It was around this point I became aware of noises coming from the room upstairs. Short, bumping sounds. A single "boomph" and a double "badoof". It sounded to me like there were two climbers up there, throwing down their rucksacks and boots. I thought this a bit strange for a couple of reasons. Firstly, there was nothing in the upstairs room- all the perks were in with me. Also, the one window had no glass and the door at the other end of the room was missing, gaping into the fresh air of the ruins. Secondly, there weren't many walkers and climbers in those days and the few around were very gregarious, always wanting to know who you were, who you knew, where you were going, how many Munros you had done, and the likes. They must have heard me come in, yet weren't bothered to see who it was. Odd. The slightly unsettling thing for me was that the noises continued. You only take off your rucksack an throw it down once. Likewise your boots. I also began to think it was too dull a sound for the boots and too heavy a sound for a rucksack. After a while I decided that if they weren't going to come down to me, I was going to go up and see them. It was all too intriguing, and I wanted to find out exactly what was going on.

* [TASK PROMPT]:
Extend the account of the upstairs noises, beginning immediately after its final sentence. The listing after the account of the upstairs noises is not needed.

* [ENTRIES SHOWN]:
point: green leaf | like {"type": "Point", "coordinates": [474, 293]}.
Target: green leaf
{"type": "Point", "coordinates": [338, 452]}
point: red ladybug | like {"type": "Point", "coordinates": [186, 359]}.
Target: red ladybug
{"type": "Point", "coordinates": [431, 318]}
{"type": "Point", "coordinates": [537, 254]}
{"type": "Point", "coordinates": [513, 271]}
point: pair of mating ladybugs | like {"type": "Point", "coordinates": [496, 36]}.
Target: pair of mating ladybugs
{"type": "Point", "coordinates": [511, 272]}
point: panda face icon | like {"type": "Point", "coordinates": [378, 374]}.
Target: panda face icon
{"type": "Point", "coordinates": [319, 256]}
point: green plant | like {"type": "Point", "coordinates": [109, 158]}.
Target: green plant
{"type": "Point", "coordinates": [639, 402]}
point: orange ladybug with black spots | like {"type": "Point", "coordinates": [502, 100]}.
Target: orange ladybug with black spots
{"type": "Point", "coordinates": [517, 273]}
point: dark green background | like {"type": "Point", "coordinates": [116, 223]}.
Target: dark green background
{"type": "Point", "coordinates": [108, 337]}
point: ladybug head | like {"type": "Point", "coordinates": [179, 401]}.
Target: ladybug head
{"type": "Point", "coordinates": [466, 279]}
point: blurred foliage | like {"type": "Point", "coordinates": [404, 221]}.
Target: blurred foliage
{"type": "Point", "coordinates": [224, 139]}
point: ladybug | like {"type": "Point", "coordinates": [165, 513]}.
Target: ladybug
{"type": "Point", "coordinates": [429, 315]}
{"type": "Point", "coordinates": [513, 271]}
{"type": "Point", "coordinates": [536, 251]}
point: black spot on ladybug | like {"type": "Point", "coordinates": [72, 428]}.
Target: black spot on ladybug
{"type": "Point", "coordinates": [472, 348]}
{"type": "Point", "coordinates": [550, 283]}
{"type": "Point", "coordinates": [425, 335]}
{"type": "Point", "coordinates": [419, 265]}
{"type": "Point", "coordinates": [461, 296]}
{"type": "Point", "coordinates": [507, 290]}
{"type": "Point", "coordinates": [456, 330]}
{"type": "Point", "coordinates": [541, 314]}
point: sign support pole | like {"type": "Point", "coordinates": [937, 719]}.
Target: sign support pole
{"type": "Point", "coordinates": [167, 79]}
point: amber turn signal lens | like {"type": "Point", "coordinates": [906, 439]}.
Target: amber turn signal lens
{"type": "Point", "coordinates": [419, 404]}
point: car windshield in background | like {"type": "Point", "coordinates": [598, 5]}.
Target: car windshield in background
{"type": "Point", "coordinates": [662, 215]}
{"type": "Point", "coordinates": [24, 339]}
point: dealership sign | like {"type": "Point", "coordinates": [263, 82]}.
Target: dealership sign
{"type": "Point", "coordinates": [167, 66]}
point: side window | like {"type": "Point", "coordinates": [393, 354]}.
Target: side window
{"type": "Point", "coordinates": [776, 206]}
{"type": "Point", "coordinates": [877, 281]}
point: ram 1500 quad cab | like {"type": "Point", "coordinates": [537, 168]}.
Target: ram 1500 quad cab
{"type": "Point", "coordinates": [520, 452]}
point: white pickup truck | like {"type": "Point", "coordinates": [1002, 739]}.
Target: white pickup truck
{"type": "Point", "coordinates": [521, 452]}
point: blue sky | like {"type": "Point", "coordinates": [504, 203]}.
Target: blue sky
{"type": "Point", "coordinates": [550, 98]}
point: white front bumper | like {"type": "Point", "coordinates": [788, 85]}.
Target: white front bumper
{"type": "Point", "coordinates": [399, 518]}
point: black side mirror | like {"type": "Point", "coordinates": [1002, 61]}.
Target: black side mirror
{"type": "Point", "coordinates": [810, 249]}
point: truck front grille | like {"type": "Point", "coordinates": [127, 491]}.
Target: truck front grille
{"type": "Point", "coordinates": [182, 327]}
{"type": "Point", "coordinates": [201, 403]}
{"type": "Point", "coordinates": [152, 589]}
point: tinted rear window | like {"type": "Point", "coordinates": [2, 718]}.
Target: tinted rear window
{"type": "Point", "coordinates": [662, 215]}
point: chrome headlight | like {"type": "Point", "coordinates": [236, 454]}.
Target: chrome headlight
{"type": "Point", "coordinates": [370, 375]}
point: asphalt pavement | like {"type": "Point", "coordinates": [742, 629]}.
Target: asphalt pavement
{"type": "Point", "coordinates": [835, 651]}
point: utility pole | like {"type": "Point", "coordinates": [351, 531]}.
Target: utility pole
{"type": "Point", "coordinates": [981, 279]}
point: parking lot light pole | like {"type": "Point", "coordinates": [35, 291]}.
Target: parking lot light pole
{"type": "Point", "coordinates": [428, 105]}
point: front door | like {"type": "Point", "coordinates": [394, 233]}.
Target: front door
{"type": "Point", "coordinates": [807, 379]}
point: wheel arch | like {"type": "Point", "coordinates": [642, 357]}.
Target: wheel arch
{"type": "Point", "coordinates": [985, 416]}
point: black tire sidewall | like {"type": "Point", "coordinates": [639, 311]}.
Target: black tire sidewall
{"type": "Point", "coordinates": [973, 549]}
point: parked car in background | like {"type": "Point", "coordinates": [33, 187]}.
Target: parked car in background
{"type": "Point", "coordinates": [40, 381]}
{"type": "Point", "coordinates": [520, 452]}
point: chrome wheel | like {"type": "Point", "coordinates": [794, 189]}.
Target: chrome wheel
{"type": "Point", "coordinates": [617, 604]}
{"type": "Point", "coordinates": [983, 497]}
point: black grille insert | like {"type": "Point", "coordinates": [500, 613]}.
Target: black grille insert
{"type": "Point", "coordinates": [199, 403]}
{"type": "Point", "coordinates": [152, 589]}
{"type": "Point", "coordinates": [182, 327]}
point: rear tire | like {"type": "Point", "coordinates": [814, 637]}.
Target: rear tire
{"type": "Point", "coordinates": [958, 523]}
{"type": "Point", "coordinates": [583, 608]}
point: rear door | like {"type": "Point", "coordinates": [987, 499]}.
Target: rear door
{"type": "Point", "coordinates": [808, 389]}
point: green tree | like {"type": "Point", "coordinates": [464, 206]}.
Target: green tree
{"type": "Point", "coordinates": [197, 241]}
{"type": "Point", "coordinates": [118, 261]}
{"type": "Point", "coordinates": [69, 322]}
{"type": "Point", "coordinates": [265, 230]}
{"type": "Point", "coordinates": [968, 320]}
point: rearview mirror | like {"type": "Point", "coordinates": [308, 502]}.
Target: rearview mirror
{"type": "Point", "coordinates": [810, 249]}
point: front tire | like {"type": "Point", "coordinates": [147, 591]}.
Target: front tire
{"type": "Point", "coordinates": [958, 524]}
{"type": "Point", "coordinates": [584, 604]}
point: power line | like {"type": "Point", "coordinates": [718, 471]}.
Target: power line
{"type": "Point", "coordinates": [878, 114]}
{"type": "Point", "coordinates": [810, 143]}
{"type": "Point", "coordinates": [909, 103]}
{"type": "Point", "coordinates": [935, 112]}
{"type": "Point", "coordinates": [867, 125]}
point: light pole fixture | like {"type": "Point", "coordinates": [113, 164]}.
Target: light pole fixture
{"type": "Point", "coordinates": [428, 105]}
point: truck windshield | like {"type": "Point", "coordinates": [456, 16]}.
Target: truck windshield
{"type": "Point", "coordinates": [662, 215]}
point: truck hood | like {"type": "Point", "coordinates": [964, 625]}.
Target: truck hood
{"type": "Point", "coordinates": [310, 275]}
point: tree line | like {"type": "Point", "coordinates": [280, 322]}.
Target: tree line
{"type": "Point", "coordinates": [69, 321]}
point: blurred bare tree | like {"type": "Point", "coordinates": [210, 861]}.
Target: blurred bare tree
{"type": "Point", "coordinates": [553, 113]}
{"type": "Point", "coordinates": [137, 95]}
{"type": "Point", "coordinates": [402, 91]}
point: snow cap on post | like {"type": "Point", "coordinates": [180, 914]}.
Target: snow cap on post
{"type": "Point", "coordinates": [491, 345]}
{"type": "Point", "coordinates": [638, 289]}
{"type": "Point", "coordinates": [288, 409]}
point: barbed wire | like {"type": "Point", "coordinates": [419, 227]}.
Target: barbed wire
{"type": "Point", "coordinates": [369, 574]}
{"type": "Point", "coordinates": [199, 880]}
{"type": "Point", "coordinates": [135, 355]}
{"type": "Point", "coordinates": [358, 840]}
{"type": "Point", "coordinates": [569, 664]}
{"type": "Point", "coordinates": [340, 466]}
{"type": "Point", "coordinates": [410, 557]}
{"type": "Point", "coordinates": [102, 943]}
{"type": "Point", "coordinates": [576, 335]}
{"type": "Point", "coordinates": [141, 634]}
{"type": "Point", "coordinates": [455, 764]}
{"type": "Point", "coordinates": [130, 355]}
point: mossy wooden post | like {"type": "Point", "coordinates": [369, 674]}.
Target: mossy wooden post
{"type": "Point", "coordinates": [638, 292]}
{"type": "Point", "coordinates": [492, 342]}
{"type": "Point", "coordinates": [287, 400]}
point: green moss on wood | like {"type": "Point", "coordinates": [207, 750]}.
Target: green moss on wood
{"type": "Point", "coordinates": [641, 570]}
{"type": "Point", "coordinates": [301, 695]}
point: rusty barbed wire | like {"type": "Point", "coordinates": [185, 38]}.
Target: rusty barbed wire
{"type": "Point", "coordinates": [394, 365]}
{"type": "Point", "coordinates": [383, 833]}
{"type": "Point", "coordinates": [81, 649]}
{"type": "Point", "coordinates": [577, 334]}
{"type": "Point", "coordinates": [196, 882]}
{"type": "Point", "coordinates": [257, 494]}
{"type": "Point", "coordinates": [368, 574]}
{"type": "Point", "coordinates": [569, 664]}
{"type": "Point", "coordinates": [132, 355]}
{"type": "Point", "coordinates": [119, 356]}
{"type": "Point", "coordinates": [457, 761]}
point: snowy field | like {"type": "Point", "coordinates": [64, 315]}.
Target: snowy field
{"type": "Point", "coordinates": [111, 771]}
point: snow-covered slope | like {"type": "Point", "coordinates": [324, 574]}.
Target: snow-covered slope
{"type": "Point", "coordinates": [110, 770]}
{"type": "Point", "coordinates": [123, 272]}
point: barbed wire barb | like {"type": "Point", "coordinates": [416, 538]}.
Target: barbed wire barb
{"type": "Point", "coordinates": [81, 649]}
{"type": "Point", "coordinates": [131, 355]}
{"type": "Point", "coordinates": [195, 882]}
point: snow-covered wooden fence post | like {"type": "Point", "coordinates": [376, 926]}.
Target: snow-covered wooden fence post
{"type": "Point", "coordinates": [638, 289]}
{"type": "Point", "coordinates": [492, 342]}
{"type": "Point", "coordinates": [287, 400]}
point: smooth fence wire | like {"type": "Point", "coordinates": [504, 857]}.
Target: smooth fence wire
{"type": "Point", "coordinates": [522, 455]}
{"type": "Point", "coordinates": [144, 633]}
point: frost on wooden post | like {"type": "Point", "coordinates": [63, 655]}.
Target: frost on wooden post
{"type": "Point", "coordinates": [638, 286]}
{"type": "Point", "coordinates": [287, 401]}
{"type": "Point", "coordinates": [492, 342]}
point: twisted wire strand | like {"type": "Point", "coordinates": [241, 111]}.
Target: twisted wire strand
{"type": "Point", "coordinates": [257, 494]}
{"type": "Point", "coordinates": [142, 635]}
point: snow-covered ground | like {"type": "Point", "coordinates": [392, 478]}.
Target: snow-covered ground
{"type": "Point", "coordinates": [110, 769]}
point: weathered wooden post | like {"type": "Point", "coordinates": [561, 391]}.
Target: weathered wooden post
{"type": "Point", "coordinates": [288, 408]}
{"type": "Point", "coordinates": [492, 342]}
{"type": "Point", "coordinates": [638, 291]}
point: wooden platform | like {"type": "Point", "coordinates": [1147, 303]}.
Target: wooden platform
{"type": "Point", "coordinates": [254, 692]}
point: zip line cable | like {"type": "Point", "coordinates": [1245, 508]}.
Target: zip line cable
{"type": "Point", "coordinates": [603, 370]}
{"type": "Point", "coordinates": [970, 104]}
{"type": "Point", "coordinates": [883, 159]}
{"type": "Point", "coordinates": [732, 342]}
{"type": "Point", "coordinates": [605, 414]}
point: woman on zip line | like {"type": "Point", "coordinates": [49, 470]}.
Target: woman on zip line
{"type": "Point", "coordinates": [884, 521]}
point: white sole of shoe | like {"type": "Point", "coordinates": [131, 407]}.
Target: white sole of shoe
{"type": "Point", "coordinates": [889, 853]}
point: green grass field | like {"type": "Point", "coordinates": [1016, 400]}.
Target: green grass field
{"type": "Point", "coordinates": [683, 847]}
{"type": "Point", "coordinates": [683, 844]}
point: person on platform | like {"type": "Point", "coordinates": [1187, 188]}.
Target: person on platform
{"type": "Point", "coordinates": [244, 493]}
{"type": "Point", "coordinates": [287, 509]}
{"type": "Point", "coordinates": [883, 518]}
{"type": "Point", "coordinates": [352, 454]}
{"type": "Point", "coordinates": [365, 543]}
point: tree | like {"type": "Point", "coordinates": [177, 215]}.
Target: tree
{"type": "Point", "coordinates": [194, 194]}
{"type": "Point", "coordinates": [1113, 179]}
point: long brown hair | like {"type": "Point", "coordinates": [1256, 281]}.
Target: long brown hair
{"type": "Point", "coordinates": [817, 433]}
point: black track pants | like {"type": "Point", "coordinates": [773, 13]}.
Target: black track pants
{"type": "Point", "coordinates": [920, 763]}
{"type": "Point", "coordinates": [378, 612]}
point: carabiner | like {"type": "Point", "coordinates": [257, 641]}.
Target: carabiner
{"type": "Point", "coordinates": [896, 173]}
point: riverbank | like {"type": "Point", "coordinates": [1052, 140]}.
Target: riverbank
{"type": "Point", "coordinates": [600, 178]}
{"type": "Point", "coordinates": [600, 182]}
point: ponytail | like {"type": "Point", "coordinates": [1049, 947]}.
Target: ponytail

* [SOLVED EXERCISE]:
He then searched the stairway and the upstairs rooms, but there was no one there. He searched every inch of the place and was not only certain that he was alone, but that there was nothing big or heavy enough to have been able to produce all of that noise. Once he was satisfied that there were no other people in the bothy with him, he chalked it all up to the wind and nerves, and says of what happened next:

I was the only person here, I was quite happy with it there, so that was that. I lay for some time, enjoying the peace and tranquility of the isolation. I had lived all my life in a city and this escapism was one of the attractions of going to the hills in the first place. I got about half-an-hour of this quiet, with only the gentle sighing of the breeze for company, when, completely out of the blue, directly above my head, in the middle of the upstairs room, the noises started again.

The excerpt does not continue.